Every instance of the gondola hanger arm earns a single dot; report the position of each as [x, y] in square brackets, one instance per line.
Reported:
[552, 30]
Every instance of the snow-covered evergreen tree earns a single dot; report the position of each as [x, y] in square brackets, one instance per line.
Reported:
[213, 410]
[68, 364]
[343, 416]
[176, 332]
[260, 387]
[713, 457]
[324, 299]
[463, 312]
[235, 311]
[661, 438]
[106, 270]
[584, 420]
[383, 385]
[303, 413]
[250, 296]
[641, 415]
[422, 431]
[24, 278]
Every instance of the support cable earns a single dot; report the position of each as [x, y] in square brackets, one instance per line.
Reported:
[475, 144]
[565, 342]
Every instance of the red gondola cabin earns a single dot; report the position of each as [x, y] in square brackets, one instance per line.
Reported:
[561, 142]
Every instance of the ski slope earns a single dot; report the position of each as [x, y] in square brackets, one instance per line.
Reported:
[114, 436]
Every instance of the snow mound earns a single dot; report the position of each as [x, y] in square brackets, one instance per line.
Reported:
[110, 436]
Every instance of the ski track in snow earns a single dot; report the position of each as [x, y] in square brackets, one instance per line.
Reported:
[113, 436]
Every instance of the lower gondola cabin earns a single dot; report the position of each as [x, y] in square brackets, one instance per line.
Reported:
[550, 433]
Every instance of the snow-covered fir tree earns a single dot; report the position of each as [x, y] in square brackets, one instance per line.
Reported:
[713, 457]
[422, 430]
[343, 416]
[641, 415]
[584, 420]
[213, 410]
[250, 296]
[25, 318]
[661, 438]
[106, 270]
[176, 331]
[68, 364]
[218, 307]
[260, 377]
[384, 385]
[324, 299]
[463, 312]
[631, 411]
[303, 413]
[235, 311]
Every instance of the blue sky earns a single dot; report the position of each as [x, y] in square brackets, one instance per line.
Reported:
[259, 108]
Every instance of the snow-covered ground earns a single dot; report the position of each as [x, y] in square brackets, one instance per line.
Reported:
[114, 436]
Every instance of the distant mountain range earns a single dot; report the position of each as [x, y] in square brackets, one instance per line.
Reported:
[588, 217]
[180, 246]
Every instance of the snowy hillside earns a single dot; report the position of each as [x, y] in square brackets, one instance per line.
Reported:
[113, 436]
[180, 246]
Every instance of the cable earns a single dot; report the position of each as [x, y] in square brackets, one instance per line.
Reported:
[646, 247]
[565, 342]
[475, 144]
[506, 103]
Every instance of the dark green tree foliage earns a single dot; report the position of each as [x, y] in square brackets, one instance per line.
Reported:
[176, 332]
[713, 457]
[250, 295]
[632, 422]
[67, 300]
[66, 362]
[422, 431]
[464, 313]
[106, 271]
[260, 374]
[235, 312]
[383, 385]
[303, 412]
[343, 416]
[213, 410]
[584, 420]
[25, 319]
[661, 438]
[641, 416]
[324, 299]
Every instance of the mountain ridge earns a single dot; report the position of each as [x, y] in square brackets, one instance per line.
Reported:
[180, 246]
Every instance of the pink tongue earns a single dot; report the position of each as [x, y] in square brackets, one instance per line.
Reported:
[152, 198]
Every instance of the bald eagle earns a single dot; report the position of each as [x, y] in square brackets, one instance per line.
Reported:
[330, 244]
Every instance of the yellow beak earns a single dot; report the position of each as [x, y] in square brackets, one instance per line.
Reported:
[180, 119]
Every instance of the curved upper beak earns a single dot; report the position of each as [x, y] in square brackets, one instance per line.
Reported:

......

Could you write out every entry above, from the first to the last, reproducing each line verbatim?

Every instance of the gondola hanger arm earns a single dot; report the position of each as [x, y] in square brackets, one instance per line.
Reported:
[552, 30]
Every instance of the snow-covered evergreen tree earns a single dot; report the position of each as [x, y] in square brackets, one instance per line.
Reported:
[213, 410]
[68, 364]
[343, 416]
[176, 332]
[260, 387]
[713, 457]
[324, 299]
[463, 312]
[235, 311]
[661, 438]
[106, 270]
[584, 420]
[383, 385]
[303, 413]
[250, 296]
[641, 415]
[422, 431]
[24, 278]
Every instance of the support cable earns a single dot; report the position of each as [x, y] in square brackets, one instance per line.
Reported:
[475, 144]
[565, 342]
Every instance of the red gondola cabin earns a single dot; report the position of each as [x, y] in square brackets, one instance per line.
Reported:
[561, 142]
Every instance of the ski slope earns a single dot; report the position of each as [x, y] in square brackets, one instance per line.
Reported:
[114, 436]
Every instance of the snow mound earns a single dot; report the position of each as [x, y] in square brackets, one instance per line.
Reported:
[110, 436]
Every instance of the ski track in snow earns a single dot; report the position of each as [x, y] in square brackets, one instance per line.
Reported:
[113, 436]
Every instance of the lower gondola cabin earns a single dot; report the position of each as [x, y] in square brackets, one instance per line.
Reported:
[550, 433]
Every instance of the snow-covered fir tree earns a single dot; report the position of each as [x, y] in square brackets, one instance per line.
Reported:
[713, 457]
[422, 430]
[343, 416]
[641, 415]
[584, 420]
[213, 410]
[250, 296]
[25, 318]
[661, 438]
[106, 270]
[176, 331]
[68, 364]
[218, 307]
[260, 377]
[384, 385]
[324, 299]
[463, 312]
[631, 411]
[303, 413]
[235, 311]
Every instance of the blue sky earns a single dot; report the position of each as [x, y] in square brackets, one instance per line.
Reported:
[259, 108]
Every instance of the snow-covered ground earns a single dot; report the position of each as [x, y] in square brackets, one instance per line.
Reported:
[114, 436]
Every instance of the distant mountain range earns a single dot; report the position of each as [x, y] in square brackets, one instance per line.
Reported:
[588, 217]
[180, 246]
Every instance of the snowy hillside earns a single dot; report the position of each as [x, y] in square brackets, one instance per line.
Reported:
[113, 436]
[180, 246]
Every instance of the cable earns a single dot; report the position of each as [x, y] in square brackets, one instance per line.
Reported:
[646, 247]
[565, 342]
[475, 144]
[506, 103]
Every instance of the dark green tree foliage earns a single dot; report the position of each as [x, y] in square brackets, one instance per line.
Reported:
[176, 332]
[713, 457]
[250, 295]
[632, 422]
[67, 300]
[66, 362]
[422, 431]
[464, 313]
[106, 271]
[260, 374]
[235, 312]
[383, 385]
[303, 412]
[343, 416]
[213, 410]
[584, 420]
[25, 319]
[661, 438]
[641, 416]
[324, 299]
Every instance of the mountain ridge earns a single dot; report the position of each as [x, y] in square brackets, one instance per line.
Reported:
[180, 246]
Every instance of the pink tongue earns a single dot; report the position of each as [x, y] in square brackets, one instance per line.
Reported:
[152, 198]
Every instance of the bald eagle earns a single dot; report the position of each as [x, y] in square brackets, one instance per line.
Reported:
[330, 244]
Every instance of the yellow beak earns a single dot; report the position of each as [x, y] in square brackets, one instance per line.
Reported:
[180, 119]
Every instance of the curved upper beak earns a single dot; report the position of each as [x, y] in square brackets, one instance per line.
Reported:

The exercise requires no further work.